━━━━━ Supplied material
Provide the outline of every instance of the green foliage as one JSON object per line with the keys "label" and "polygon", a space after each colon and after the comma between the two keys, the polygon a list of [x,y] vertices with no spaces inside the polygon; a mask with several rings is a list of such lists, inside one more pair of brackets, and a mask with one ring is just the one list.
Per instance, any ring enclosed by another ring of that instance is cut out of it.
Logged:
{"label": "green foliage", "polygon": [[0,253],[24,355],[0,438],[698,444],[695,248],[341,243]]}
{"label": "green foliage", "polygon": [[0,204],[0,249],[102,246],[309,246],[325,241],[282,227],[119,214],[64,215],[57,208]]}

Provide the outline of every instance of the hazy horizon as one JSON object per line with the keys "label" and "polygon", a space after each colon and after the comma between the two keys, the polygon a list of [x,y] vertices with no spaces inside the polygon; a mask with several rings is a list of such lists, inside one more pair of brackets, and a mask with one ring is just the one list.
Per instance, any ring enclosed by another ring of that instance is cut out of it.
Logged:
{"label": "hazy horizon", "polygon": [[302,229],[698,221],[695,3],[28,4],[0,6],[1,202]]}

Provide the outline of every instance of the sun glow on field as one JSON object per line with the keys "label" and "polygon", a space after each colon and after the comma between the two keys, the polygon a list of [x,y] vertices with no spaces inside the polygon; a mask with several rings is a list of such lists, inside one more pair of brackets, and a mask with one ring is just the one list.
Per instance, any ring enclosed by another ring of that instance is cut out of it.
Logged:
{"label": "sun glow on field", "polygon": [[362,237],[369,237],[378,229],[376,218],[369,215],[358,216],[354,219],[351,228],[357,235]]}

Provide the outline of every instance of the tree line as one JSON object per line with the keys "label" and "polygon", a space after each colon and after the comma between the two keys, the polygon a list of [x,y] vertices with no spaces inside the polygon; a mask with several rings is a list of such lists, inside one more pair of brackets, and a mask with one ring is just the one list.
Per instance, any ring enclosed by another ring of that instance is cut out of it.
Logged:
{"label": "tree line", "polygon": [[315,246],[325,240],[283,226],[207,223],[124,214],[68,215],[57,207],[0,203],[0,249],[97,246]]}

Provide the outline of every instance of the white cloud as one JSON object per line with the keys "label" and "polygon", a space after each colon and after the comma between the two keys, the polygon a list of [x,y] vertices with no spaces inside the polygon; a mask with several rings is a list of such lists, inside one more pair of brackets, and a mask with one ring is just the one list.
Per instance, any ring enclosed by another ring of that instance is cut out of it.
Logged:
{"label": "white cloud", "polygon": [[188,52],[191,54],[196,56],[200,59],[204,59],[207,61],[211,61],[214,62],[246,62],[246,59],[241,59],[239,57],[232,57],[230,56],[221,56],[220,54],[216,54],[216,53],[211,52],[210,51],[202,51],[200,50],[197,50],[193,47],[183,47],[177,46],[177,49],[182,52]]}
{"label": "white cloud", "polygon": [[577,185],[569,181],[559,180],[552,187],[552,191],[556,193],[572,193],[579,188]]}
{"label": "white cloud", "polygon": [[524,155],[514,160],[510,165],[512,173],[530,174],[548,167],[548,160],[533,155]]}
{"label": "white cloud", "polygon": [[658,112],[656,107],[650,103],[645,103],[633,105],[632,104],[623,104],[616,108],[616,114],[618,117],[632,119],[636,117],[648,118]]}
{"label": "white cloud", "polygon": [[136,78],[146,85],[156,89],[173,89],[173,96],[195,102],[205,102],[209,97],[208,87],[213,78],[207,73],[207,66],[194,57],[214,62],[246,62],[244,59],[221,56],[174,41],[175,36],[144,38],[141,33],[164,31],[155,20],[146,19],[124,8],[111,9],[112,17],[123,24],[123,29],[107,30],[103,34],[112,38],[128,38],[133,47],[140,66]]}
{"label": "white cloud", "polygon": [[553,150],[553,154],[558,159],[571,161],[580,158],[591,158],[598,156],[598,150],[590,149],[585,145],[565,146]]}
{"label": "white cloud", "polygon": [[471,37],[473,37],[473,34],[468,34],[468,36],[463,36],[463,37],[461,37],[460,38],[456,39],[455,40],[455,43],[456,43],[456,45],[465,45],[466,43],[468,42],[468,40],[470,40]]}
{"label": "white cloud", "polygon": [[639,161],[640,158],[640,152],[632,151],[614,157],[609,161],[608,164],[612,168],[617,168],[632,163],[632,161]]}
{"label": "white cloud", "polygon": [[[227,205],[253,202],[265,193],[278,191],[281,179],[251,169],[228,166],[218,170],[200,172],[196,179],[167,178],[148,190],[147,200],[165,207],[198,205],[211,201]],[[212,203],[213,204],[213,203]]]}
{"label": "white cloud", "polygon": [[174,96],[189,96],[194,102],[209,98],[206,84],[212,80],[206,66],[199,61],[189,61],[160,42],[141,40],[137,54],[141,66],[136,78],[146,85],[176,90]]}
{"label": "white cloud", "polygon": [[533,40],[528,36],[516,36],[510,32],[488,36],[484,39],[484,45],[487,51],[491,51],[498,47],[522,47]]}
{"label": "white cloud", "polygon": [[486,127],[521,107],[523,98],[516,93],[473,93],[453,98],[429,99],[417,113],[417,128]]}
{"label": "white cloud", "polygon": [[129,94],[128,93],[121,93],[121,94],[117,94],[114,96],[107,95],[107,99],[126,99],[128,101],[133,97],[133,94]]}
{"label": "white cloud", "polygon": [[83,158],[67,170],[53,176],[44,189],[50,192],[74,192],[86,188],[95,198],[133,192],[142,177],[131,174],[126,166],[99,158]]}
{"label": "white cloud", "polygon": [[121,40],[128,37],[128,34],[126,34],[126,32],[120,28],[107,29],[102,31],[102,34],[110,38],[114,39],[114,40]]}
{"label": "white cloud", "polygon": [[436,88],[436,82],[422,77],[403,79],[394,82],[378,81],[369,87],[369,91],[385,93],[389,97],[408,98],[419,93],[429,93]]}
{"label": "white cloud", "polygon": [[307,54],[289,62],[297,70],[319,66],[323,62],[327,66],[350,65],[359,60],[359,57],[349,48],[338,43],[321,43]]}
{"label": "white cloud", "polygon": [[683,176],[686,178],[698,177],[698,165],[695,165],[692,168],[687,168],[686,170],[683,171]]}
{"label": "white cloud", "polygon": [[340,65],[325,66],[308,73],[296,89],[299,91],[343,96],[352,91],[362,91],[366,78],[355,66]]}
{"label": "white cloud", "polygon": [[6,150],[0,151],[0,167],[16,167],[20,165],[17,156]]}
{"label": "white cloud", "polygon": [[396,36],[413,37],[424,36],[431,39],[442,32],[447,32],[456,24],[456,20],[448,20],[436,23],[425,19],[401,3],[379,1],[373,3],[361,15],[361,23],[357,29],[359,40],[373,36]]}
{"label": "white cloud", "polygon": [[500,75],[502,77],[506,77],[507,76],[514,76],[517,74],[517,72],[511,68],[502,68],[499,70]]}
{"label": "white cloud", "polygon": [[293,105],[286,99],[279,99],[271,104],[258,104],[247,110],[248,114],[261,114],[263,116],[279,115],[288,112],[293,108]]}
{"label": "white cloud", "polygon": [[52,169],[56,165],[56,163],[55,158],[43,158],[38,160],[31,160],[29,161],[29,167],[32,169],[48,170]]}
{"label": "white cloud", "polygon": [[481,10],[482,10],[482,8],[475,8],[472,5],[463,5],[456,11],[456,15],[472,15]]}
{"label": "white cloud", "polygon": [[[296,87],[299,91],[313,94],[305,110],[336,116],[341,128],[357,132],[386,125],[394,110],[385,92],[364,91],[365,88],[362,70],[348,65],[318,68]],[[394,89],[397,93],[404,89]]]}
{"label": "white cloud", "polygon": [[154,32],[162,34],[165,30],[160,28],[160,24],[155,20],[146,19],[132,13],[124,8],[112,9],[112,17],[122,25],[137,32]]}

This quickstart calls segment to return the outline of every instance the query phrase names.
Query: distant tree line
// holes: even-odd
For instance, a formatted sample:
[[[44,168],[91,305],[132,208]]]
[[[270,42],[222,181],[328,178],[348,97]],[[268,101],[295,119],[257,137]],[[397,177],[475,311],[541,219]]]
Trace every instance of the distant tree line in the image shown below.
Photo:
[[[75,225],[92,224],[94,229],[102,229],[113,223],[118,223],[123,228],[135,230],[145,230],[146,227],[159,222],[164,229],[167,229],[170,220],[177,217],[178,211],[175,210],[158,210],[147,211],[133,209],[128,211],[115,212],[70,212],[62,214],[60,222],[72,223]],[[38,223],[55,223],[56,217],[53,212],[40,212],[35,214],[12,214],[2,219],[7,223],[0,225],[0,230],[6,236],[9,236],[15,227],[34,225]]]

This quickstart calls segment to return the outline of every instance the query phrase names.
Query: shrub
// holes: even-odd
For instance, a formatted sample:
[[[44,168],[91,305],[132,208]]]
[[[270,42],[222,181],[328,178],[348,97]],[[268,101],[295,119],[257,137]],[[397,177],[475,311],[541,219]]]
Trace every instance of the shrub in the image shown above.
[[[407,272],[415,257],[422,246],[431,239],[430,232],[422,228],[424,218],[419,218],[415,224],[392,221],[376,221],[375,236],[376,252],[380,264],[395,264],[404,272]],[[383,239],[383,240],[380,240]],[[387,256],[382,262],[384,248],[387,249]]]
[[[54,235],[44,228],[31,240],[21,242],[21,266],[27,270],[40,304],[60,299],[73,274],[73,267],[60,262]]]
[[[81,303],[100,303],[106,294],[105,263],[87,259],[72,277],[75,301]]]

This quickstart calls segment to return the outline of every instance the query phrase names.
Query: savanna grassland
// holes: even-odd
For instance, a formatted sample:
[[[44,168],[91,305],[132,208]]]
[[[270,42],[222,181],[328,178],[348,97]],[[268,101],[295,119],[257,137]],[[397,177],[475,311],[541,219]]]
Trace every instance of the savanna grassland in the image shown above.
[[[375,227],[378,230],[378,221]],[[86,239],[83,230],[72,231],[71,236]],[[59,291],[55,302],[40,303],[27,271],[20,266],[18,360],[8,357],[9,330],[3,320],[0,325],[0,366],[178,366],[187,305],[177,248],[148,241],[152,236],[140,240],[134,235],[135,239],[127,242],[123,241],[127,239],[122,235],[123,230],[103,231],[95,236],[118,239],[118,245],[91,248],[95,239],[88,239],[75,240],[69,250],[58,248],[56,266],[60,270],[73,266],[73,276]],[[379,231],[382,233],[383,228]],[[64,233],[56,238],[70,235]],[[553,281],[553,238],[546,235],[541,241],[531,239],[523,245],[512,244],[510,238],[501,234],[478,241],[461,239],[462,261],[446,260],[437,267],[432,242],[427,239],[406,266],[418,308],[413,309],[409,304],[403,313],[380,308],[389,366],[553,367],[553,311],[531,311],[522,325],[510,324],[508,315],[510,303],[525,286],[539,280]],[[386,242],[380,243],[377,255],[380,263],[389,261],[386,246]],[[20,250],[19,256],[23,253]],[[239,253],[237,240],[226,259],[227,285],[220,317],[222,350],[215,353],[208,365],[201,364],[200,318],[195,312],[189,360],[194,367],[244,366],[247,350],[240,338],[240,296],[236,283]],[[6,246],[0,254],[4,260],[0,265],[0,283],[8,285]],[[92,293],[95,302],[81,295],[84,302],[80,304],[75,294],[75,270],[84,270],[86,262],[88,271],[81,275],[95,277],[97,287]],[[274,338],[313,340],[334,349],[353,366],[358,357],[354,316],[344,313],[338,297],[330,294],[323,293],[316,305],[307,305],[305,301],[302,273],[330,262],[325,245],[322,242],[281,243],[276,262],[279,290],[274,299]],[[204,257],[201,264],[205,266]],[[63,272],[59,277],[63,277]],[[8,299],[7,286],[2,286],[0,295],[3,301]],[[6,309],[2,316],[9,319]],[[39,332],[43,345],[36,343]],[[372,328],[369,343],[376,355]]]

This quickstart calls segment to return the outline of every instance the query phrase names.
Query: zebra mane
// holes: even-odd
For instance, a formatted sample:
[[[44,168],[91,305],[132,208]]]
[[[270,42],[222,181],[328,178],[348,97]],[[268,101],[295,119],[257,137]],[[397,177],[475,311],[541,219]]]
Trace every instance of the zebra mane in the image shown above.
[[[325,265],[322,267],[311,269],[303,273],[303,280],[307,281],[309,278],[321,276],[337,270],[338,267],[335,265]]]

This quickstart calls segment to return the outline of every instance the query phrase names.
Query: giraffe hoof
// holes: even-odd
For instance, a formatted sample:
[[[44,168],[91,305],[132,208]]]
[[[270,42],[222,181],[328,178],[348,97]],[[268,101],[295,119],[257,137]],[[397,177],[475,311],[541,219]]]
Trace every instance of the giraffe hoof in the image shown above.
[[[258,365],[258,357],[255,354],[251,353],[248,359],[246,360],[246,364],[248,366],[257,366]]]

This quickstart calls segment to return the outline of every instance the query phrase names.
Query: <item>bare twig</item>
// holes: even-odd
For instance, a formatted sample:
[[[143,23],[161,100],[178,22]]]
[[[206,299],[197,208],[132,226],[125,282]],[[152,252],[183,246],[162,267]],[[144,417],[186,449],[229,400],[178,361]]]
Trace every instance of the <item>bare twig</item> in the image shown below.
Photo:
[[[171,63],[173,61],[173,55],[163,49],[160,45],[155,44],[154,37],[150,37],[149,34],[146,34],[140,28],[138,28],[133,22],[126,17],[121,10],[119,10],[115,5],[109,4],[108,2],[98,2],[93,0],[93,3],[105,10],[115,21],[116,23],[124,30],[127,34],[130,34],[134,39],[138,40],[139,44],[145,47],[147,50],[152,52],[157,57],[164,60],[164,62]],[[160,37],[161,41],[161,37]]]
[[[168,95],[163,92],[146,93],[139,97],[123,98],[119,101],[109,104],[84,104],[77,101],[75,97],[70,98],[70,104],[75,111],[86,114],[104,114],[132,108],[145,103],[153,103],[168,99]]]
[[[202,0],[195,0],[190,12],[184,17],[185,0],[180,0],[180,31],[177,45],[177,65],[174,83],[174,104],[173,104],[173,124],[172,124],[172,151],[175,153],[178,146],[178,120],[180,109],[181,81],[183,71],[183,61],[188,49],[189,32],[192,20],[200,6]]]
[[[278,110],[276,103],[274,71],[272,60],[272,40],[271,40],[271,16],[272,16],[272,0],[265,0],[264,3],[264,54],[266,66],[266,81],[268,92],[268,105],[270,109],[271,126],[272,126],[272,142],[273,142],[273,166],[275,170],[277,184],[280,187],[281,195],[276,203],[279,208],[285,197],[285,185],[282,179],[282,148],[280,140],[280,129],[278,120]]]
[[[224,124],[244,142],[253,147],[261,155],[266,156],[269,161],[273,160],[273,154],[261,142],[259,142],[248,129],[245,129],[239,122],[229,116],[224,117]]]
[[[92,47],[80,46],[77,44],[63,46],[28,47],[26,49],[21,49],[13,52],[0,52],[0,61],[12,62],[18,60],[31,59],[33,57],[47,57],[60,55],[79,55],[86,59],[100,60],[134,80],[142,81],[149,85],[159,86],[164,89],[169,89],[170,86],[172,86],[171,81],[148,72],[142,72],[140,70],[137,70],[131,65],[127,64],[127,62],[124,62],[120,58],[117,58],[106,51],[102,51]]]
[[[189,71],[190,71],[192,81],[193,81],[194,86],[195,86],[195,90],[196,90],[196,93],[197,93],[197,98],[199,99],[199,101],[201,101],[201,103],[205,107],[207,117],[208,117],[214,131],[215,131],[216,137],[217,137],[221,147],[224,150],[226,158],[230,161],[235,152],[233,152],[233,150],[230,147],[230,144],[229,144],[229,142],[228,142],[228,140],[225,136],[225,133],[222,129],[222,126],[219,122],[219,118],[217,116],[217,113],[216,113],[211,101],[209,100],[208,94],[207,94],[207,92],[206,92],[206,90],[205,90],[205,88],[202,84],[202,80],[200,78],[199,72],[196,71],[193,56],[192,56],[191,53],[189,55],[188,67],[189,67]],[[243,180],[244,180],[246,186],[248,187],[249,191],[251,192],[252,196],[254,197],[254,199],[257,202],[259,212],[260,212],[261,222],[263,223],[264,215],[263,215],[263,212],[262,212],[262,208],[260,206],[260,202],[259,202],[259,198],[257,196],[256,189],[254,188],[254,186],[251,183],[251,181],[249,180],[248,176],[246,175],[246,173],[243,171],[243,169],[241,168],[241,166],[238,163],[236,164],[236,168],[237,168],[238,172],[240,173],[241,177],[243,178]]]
━━━━━━━━━━
Brief →
Tally the lines of the records above that contain the string "mane", matching case exactly. Reply with the number alone.

Response for this exercise →
2